Exercise task: Render the listing as a Markdown table with columns "Entry" and "Content", starting at the line containing "Instruction: you will receive an image. Identify every wooden" and ending after the line containing "[53,34,67,44]", leaving out blank lines. Include only those lines.

Exercise input:
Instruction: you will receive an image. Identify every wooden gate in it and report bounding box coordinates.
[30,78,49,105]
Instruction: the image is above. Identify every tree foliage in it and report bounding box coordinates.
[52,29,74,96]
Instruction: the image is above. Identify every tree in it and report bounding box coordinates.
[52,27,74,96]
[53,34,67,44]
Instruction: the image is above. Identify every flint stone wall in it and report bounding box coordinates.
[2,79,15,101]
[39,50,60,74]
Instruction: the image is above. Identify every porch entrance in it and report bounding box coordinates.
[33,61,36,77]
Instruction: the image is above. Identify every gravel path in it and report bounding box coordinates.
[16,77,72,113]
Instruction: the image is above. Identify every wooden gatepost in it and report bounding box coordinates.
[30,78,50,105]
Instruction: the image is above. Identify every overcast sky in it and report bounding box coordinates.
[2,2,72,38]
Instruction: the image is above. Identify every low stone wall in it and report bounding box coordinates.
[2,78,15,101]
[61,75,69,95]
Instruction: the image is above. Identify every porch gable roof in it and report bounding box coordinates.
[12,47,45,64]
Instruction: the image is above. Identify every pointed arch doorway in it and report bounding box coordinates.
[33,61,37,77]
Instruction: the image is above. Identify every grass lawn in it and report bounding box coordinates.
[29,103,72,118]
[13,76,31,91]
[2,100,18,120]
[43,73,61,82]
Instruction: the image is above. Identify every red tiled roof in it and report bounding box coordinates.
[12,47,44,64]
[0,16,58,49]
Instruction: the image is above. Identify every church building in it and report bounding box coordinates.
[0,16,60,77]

* * *

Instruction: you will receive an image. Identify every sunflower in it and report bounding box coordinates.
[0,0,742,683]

Result:
| Entry | Content |
|---|---|
| 1 | Instruction: you will receive an image. Identify every wooden gate in it and report bounding box coordinates. |
| 2 | [30,78,49,105] |
| 3 | Instruction: the image is above. Identify every tree foliage in it and report bounding box coordinates. |
| 4 | [52,29,74,96] |
| 5 | Instruction: the image is above. Identify every tree in it and report bounding box coordinates. |
| 6 | [52,27,74,96] |
| 7 | [53,34,67,44] |